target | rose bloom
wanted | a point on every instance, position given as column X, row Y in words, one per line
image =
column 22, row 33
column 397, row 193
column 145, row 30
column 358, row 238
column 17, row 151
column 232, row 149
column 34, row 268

──────

> _What the exercise asks_
Recast every row above as a numbered list, omitting any blank lines.

> _Result of this exercise_
1. target | rose bloom
2. wanted | a point on every instance, position given as column X, row Y in words, one per line
3. image =
4. column 22, row 33
5. column 397, row 193
6. column 145, row 30
7. column 358, row 238
8. column 17, row 151
9. column 232, row 149
10. column 34, row 268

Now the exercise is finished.